» TASK BRIEF:
Swap every "stone" in these lines for "brick" and change nothing else. Leave the pictures out of your answer.

» PROVIDED DATA:
========

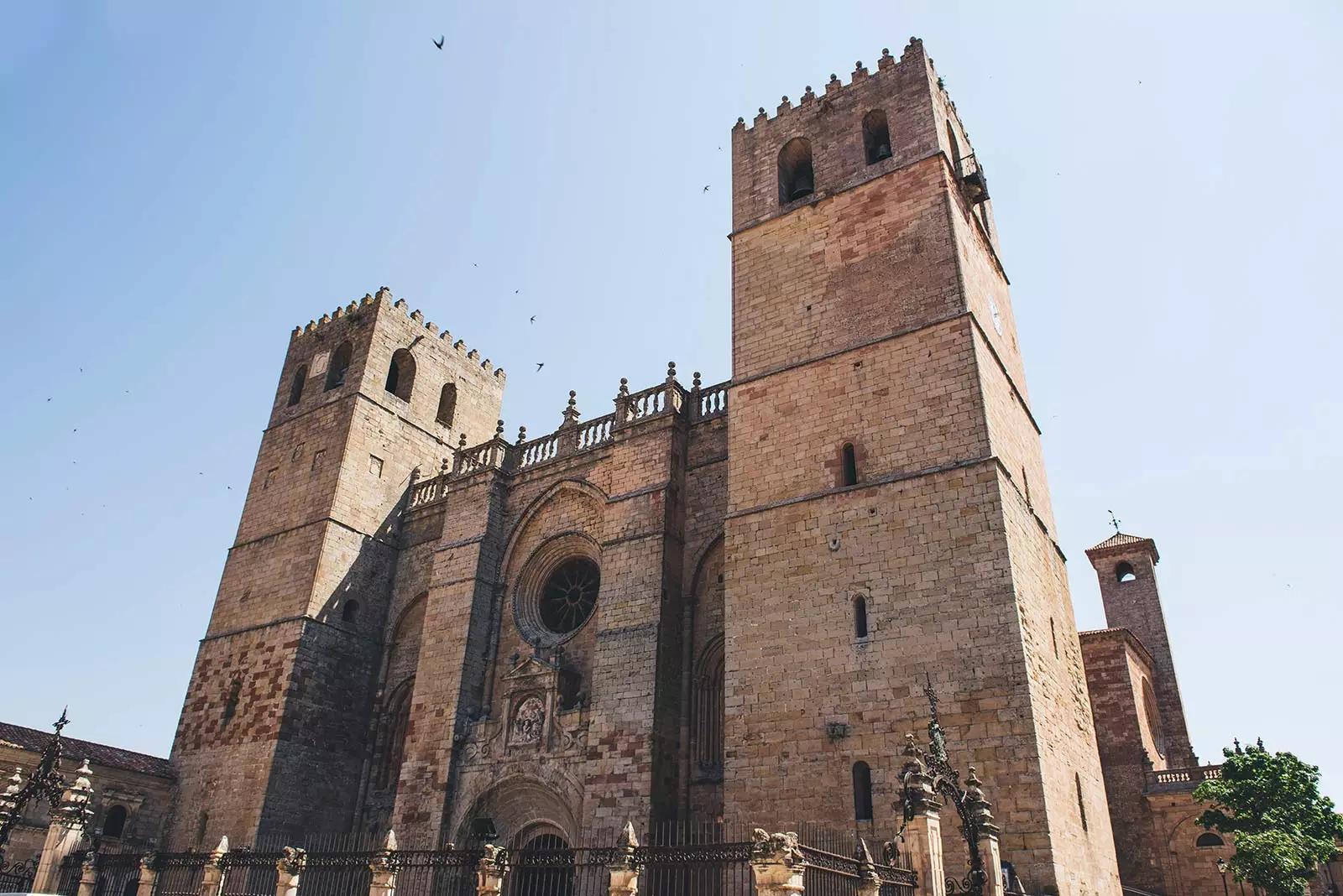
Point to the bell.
(802, 185)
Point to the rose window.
(570, 596)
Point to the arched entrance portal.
(543, 867)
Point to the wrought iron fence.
(559, 873)
(436, 873)
(71, 869)
(179, 873)
(17, 876)
(250, 873)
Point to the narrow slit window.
(400, 374)
(1081, 806)
(861, 792)
(339, 365)
(235, 691)
(447, 404)
(797, 179)
(849, 466)
(876, 136)
(295, 389)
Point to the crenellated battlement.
(836, 90)
(371, 302)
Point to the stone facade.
(132, 792)
(429, 627)
(1145, 752)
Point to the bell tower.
(272, 734)
(888, 513)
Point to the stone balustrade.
(575, 438)
(1181, 779)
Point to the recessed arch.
(114, 822)
(876, 137)
(861, 792)
(797, 177)
(400, 374)
(447, 404)
(339, 365)
(295, 388)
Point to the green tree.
(1272, 805)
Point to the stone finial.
(776, 848)
(571, 412)
(292, 860)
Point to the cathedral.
(696, 602)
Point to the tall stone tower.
(1126, 566)
(888, 513)
(272, 738)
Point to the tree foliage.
(1272, 805)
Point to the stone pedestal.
(923, 840)
(290, 868)
(776, 864)
(148, 875)
(993, 862)
(212, 875)
(383, 882)
(89, 875)
(489, 873)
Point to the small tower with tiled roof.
(1126, 566)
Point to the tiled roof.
(98, 754)
(1121, 539)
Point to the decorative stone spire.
(571, 412)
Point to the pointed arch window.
(796, 175)
(860, 616)
(400, 374)
(861, 792)
(339, 365)
(295, 388)
(849, 464)
(876, 136)
(114, 822)
(708, 707)
(447, 404)
(393, 745)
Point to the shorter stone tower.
(273, 732)
(1126, 566)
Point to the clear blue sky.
(185, 183)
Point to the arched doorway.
(543, 867)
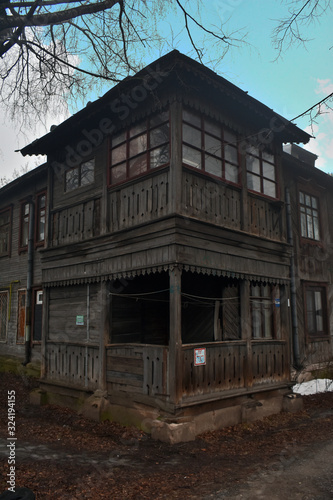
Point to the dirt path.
(60, 455)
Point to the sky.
(291, 84)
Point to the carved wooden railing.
(76, 223)
(141, 201)
(210, 201)
(142, 369)
(73, 364)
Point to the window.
(40, 218)
(309, 212)
(24, 228)
(316, 314)
(141, 148)
(5, 232)
(209, 147)
(21, 316)
(82, 175)
(261, 176)
(265, 307)
(3, 316)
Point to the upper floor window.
(24, 227)
(209, 147)
(261, 174)
(5, 231)
(81, 175)
(309, 212)
(316, 312)
(141, 148)
(40, 218)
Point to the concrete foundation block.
(292, 403)
(227, 417)
(173, 433)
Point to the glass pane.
(117, 139)
(231, 173)
(87, 172)
(267, 313)
(268, 171)
(72, 179)
(310, 311)
(212, 127)
(138, 145)
(253, 164)
(138, 165)
(267, 157)
(301, 198)
(159, 156)
(303, 225)
(213, 166)
(192, 118)
(269, 188)
(160, 118)
(309, 226)
(137, 129)
(191, 135)
(159, 135)
(230, 137)
(119, 154)
(316, 228)
(230, 154)
(118, 173)
(253, 182)
(213, 145)
(191, 157)
(319, 311)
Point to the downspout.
(28, 315)
(293, 301)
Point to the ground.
(62, 456)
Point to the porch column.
(104, 333)
(246, 330)
(175, 337)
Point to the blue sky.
(289, 85)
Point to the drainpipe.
(28, 306)
(293, 301)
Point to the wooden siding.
(76, 223)
(73, 364)
(140, 369)
(139, 202)
(210, 201)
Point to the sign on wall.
(200, 356)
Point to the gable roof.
(183, 72)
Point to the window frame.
(324, 334)
(203, 129)
(6, 294)
(24, 248)
(260, 152)
(315, 195)
(8, 209)
(274, 312)
(128, 140)
(79, 169)
(40, 242)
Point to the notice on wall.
(200, 357)
(79, 320)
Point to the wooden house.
(23, 211)
(167, 262)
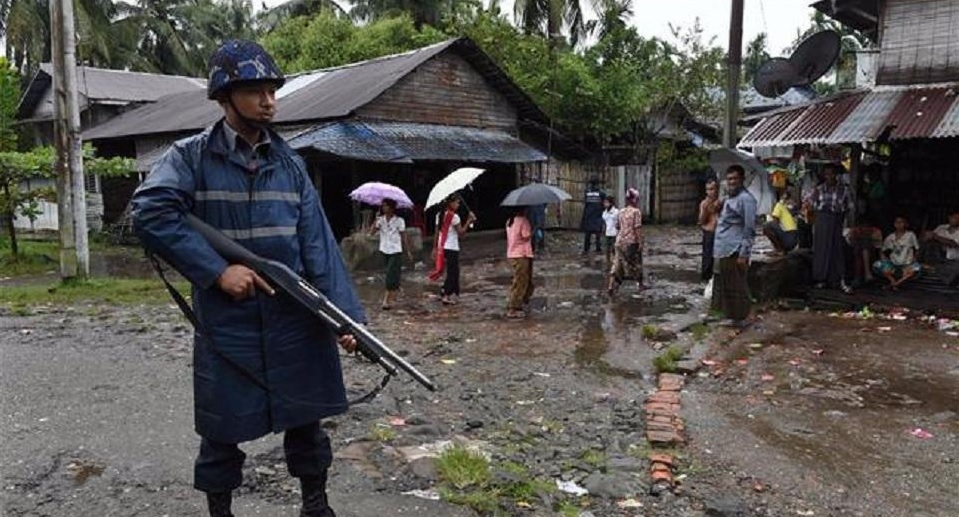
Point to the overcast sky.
(780, 19)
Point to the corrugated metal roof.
(102, 85)
(900, 112)
(919, 112)
(314, 96)
(819, 120)
(768, 130)
(950, 123)
(866, 121)
(406, 142)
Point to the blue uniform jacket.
(273, 210)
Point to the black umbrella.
(535, 194)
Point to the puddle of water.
(81, 471)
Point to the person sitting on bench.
(898, 263)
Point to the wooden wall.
(919, 42)
(677, 196)
(445, 90)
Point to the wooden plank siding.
(445, 90)
(919, 43)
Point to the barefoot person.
(735, 233)
(708, 216)
(519, 252)
(446, 249)
(628, 258)
(899, 262)
(393, 240)
(261, 363)
(782, 231)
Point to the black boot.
(220, 503)
(315, 503)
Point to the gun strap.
(208, 337)
(201, 328)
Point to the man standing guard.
(262, 363)
(592, 222)
(735, 233)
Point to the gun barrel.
(281, 276)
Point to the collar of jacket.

========

» TASK SOLUTION:
Point to the bell.
(802, 185)
Point to the rose window.
(570, 596)
Point to the arched entrance portal.
(543, 867)
Point to the wrought iron fence.
(559, 873)
(436, 873)
(71, 869)
(179, 873)
(17, 876)
(250, 873)
Point to the narrow slit window.
(400, 374)
(1081, 806)
(861, 792)
(339, 365)
(235, 691)
(447, 404)
(797, 179)
(849, 466)
(876, 136)
(295, 389)
Point to the crenellated battlement.
(836, 90)
(371, 302)
Point to the brick facade.
(132, 792)
(429, 627)
(1145, 752)
Point to the bell tower.
(272, 734)
(888, 513)
Point to the brick balustrade.
(575, 438)
(1181, 779)
Point to the recessed arch.
(114, 822)
(876, 137)
(861, 792)
(797, 177)
(400, 374)
(447, 404)
(339, 365)
(295, 388)
Point to the green tree.
(1272, 805)
Point to the brick finial.
(776, 848)
(571, 412)
(292, 860)
Point to the cathedral.
(696, 602)
Point to the tall brick tower.
(1126, 566)
(888, 513)
(272, 738)
Point to the tree foliage.
(1272, 805)
Point to the brick pedestal.
(923, 840)
(290, 868)
(776, 864)
(148, 875)
(993, 862)
(212, 875)
(383, 882)
(89, 875)
(489, 873)
Point to the small tower with tiled roof.
(1126, 566)
Point to the tiled roof.
(98, 754)
(1121, 539)
Point to the decorative brick spire.
(571, 412)
Point to the pointed arch window.
(796, 175)
(860, 616)
(400, 374)
(861, 792)
(339, 365)
(295, 388)
(849, 464)
(876, 136)
(114, 822)
(708, 707)
(447, 404)
(393, 745)
Point to the shorter brick tower.
(273, 732)
(1126, 566)
Point to the clear blue sky.
(185, 183)
Point to the arched doorway.
(543, 867)
Point to the dirt path.
(60, 455)
Point to the sky.
(291, 84)
Point to the carved wooden railing.
(76, 223)
(141, 201)
(210, 201)
(142, 369)
(73, 364)
Point to the window.
(40, 218)
(309, 212)
(24, 228)
(316, 314)
(141, 148)
(5, 232)
(209, 147)
(21, 316)
(82, 175)
(261, 176)
(265, 307)
(3, 316)
Point to the upper floor window.
(24, 227)
(209, 147)
(261, 174)
(5, 231)
(81, 175)
(309, 212)
(316, 312)
(141, 148)
(40, 218)
Point to the concrete foundation block.
(292, 403)
(227, 417)
(173, 433)
Point to the glass pane.
(117, 139)
(231, 173)
(87, 172)
(267, 313)
(268, 171)
(72, 179)
(310, 311)
(212, 127)
(138, 145)
(253, 164)
(138, 165)
(267, 157)
(301, 198)
(159, 156)
(303, 225)
(213, 166)
(192, 118)
(269, 188)
(160, 118)
(309, 226)
(137, 129)
(191, 135)
(159, 135)
(230, 137)
(119, 154)
(316, 228)
(230, 154)
(118, 173)
(253, 182)
(213, 145)
(191, 157)
(319, 311)
Point to the downspout.
(28, 315)
(293, 301)
Point to the ground.
(62, 456)
Point to the porch column.
(104, 333)
(246, 330)
(175, 337)
Point to the blue sky.
(289, 85)
Point to the drainpipe.
(28, 306)
(293, 301)
Point to the wooden siding.
(76, 223)
(73, 364)
(140, 369)
(139, 202)
(210, 201)
Point to the sign on wall.
(200, 356)
Point to the gable roof.
(183, 72)
Point to the window frame.
(324, 334)
(203, 129)
(6, 294)
(24, 248)
(260, 152)
(315, 195)
(8, 209)
(274, 312)
(128, 140)
(79, 169)
(40, 242)
Point to the notice on wall.
(200, 357)
(79, 320)
Point to the wooden house.
(23, 211)
(167, 262)
Point to the overcast sky.
(780, 19)
Point to the corrugated metal roof.
(102, 85)
(900, 112)
(919, 112)
(314, 96)
(819, 120)
(768, 130)
(950, 123)
(866, 121)
(406, 142)
Point to the blue uniform jacket.
(273, 210)
Point to the black umbrella.
(535, 194)
Point to the puddle of water.
(81, 471)
Point to the person sitting on bench.
(898, 263)
Point to the wooden wall.
(919, 42)
(677, 196)
(445, 90)
Point to the wooden plank siding.
(445, 90)
(919, 43)
Point to the barefoot person.
(735, 233)
(708, 216)
(519, 252)
(446, 249)
(628, 258)
(899, 262)
(393, 240)
(261, 363)
(782, 231)
Point to the black boot.
(220, 503)
(315, 503)
Point to the gun strap.
(208, 337)
(201, 328)
Point to the man standing guard.
(262, 363)
(592, 222)
(735, 233)
Point to the gun barrel.
(281, 276)
Point to the collar of jacket.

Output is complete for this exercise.